## GIVEN EXERCISE
Collect every line in the rows below that contains the word "trace".

═════ PROVIDED RECORDS

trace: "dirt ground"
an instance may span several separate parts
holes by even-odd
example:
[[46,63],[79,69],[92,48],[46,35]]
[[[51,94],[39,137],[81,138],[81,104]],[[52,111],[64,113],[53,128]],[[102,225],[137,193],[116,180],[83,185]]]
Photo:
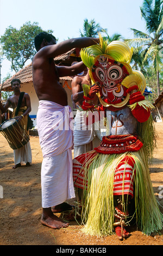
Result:
[[[163,123],[155,123],[158,148],[150,168],[155,196],[163,206]],[[162,245],[163,230],[151,236],[136,227],[130,228],[131,235],[122,241],[115,235],[99,238],[85,235],[80,222],[72,221],[66,229],[54,230],[40,222],[42,212],[40,169],[42,160],[39,138],[30,137],[33,155],[31,167],[12,169],[13,150],[0,134],[0,245]],[[71,202],[72,203],[72,202]],[[163,213],[162,209],[161,211]]]

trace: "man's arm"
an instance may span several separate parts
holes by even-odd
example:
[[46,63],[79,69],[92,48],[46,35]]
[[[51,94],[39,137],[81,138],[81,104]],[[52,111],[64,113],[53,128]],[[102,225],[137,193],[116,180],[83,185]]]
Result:
[[38,58],[43,56],[46,58],[55,58],[73,48],[83,48],[99,42],[98,38],[78,38],[63,41],[56,45],[48,45],[42,48],[36,54]]
[[75,103],[84,100],[84,92],[80,92],[81,83],[81,78],[78,76],[76,76],[71,83],[72,99]]
[[59,77],[77,75],[83,71],[85,68],[86,66],[83,62],[80,62],[70,66],[56,66]]
[[3,106],[2,104],[1,101],[0,101],[0,109],[2,113],[5,113],[8,110],[10,105],[10,101],[9,99],[8,99],[6,102],[6,103]]
[[[27,110],[24,112],[23,113],[23,115],[26,117],[26,115],[28,115],[29,113],[31,111],[31,104],[30,104],[30,99],[29,94],[28,93],[25,93],[24,97],[26,99],[26,106],[27,107]],[[18,118],[17,118],[18,121],[21,121],[22,119],[23,118],[23,117],[22,115],[20,115]]]

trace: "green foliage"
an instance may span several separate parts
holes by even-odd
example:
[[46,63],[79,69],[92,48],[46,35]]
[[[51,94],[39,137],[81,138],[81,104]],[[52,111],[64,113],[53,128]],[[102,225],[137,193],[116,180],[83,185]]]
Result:
[[[23,24],[20,29],[9,26],[0,38],[4,56],[11,62],[11,70],[17,72],[22,69],[28,59],[32,59],[36,53],[34,39],[42,32],[37,22],[30,21]],[[53,33],[52,31],[46,31]]]
[[[139,63],[141,68],[148,63],[149,64],[152,64],[155,74],[157,74],[156,92],[158,95],[160,94],[159,72],[163,65],[163,54],[160,54],[160,48],[163,45],[162,4],[162,0],[143,1],[140,10],[142,17],[146,22],[146,31],[148,34],[131,28],[135,38],[128,40],[132,46],[136,48],[139,47],[139,53],[137,53],[137,54],[141,55],[141,58],[143,59],[141,63]],[[136,60],[138,60],[138,56],[137,57],[135,56]]]
[[106,29],[102,28],[98,23],[96,24],[95,19],[89,22],[88,20],[84,20],[83,33],[79,30],[82,37],[96,38],[98,36],[98,33],[106,32]]

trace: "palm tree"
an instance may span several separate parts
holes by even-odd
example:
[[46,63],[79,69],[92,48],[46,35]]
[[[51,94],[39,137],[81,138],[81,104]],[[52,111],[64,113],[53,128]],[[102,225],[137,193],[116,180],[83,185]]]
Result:
[[103,36],[103,39],[106,41],[107,44],[108,44],[112,41],[116,41],[120,40],[120,39],[122,39],[122,35],[120,34],[115,33],[111,36],[110,36],[107,33],[106,33],[106,36]]
[[127,40],[132,46],[141,48],[141,51],[143,52],[143,62],[152,62],[156,74],[158,95],[160,94],[159,73],[163,60],[161,50],[161,45],[163,46],[162,3],[163,0],[144,0],[140,10],[142,17],[146,22],[148,34],[131,28],[135,38]]
[[94,19],[91,20],[91,21],[89,22],[87,19],[84,20],[83,33],[81,32],[80,29],[79,30],[82,37],[90,38],[95,38],[98,35],[98,33],[105,33],[106,32],[106,29],[102,28],[98,23],[96,24]]

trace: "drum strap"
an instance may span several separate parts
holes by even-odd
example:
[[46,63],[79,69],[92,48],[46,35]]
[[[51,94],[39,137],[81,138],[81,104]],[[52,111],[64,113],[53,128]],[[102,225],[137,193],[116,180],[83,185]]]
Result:
[[18,111],[19,111],[20,107],[21,105],[21,103],[22,103],[22,99],[23,99],[23,97],[24,96],[24,93],[25,93],[24,92],[22,92],[20,93],[20,96],[19,96],[19,98],[18,98],[18,103],[17,103],[17,106],[16,112],[15,112],[15,116],[16,117],[18,114]]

══════════

## TASK RESULT
trace: "dirt ground"
trace: "man's arm"
trace: "green foliage"
trace: "palm tree"
trace: "drum strap"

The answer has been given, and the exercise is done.